◆ Directions
Your answer must consist of exactly the lines below, starting with the line with "the player's ear" and going on through the line with "Target: hockey glove", and nothing else.

◆ Given records
----------
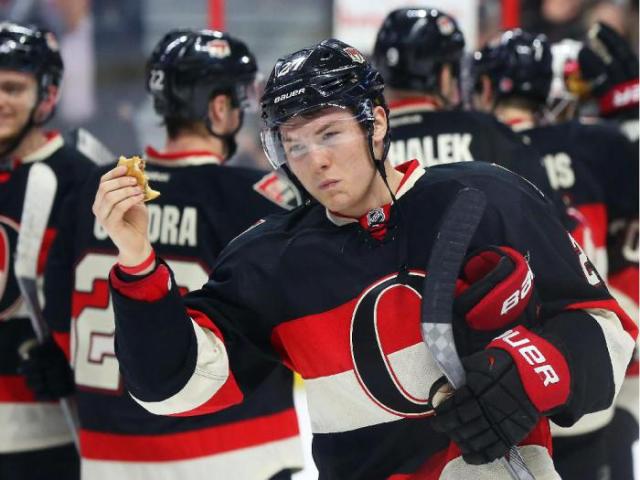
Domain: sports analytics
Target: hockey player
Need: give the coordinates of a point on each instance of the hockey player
(331, 290)
(418, 52)
(34, 437)
(513, 76)
(610, 67)
(200, 81)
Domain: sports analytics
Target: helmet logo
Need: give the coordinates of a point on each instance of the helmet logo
(393, 56)
(375, 217)
(292, 93)
(156, 80)
(52, 42)
(218, 48)
(506, 85)
(292, 66)
(354, 54)
(445, 25)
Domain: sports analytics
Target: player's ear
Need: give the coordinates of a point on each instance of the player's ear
(47, 104)
(380, 124)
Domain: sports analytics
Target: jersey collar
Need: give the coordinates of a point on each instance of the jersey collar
(375, 220)
(182, 159)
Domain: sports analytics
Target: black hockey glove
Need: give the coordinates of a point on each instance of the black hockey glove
(520, 377)
(610, 66)
(46, 369)
(495, 292)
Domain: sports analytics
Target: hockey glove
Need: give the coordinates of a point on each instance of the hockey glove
(520, 377)
(46, 369)
(611, 68)
(495, 292)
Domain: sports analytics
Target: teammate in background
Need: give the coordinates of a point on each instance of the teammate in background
(201, 82)
(418, 52)
(35, 441)
(331, 290)
(610, 67)
(512, 79)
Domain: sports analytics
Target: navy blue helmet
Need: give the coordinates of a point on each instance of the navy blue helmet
(517, 63)
(188, 67)
(31, 50)
(412, 46)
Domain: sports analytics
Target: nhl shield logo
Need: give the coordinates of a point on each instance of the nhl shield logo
(354, 54)
(218, 48)
(376, 217)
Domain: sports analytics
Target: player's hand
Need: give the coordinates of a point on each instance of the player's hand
(518, 378)
(495, 292)
(610, 66)
(119, 208)
(491, 413)
(46, 370)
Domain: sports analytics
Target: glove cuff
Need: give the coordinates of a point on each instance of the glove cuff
(542, 367)
(620, 97)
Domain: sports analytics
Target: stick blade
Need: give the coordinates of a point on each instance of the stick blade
(38, 201)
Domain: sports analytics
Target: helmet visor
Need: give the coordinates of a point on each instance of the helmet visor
(326, 131)
(248, 94)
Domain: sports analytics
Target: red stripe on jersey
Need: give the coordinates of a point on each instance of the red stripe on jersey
(626, 280)
(13, 388)
(192, 444)
(63, 340)
(149, 288)
(627, 323)
(301, 342)
(229, 394)
(596, 215)
(98, 298)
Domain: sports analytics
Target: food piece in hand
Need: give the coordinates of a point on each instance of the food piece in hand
(135, 168)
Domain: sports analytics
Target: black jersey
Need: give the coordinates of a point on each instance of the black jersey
(202, 206)
(318, 293)
(595, 164)
(437, 137)
(26, 423)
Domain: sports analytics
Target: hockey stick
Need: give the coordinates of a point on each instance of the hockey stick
(457, 228)
(38, 202)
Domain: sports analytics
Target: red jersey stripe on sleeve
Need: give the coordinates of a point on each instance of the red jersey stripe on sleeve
(150, 288)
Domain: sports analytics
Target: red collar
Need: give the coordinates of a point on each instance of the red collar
(376, 220)
(421, 102)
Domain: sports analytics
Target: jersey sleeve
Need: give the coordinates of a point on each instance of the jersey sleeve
(577, 312)
(195, 354)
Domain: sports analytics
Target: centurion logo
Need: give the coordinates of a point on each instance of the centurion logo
(285, 96)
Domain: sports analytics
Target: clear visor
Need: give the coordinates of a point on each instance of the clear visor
(304, 136)
(249, 94)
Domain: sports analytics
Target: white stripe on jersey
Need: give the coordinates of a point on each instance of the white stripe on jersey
(337, 403)
(31, 426)
(210, 374)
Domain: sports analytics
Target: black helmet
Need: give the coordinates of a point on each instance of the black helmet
(412, 46)
(517, 63)
(32, 50)
(188, 66)
(329, 74)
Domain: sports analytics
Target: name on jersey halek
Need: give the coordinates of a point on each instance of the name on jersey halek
(429, 150)
(168, 225)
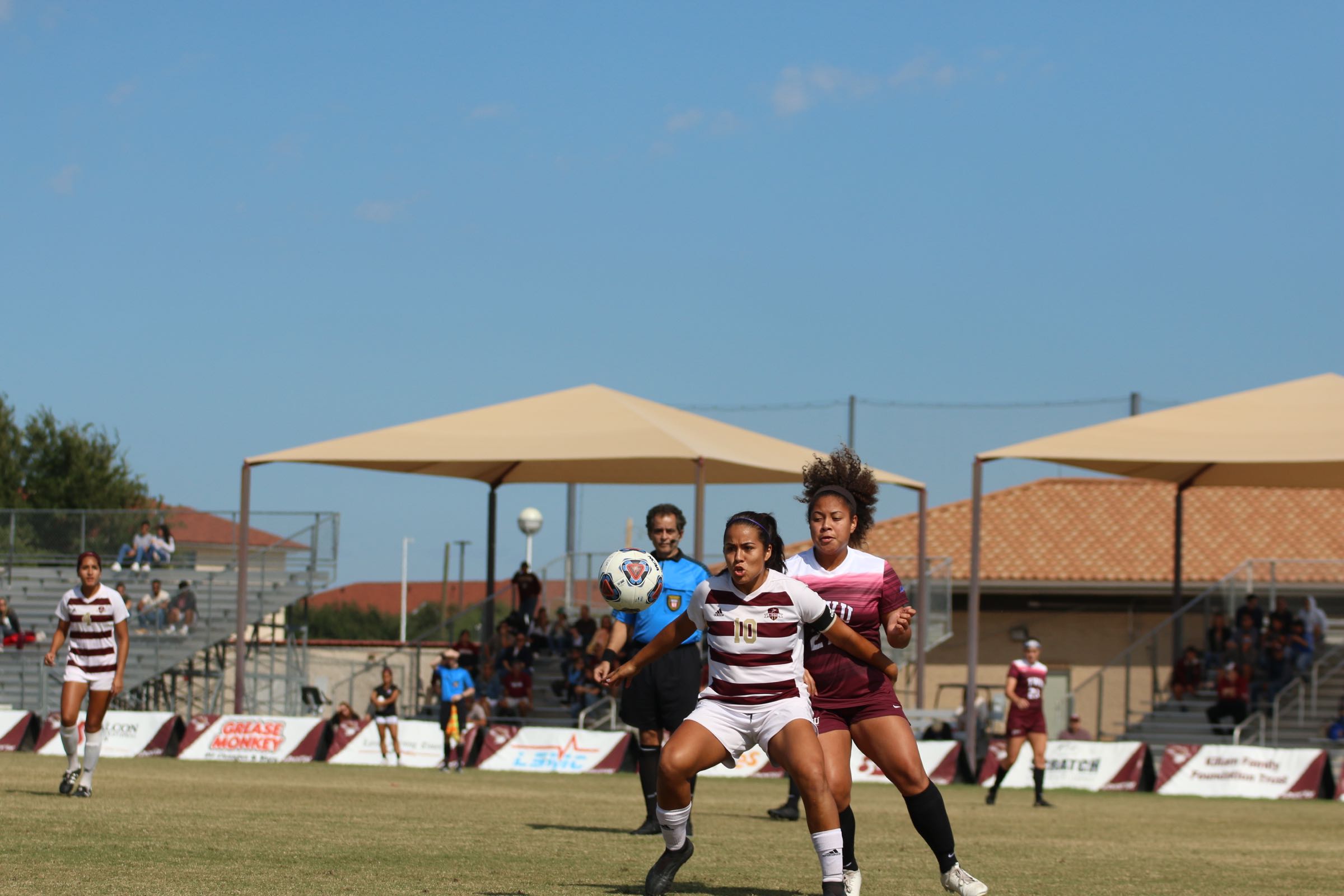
----------
◆ Answer below
Need: give the coordinates of a point on each instance of the player's ear
(47, 104)
(380, 124)
Domain: sports analytics
Target: jersey collar
Need: give the coordinates of a point on each instance of the jersey collar
(375, 220)
(182, 159)
Domain: sports analytics
Target: black hockey glove
Need: give the coordinates of a point on each instance of the black hockey glove
(520, 377)
(610, 66)
(46, 369)
(495, 292)
Domain: sports analytics
Target: hockey glove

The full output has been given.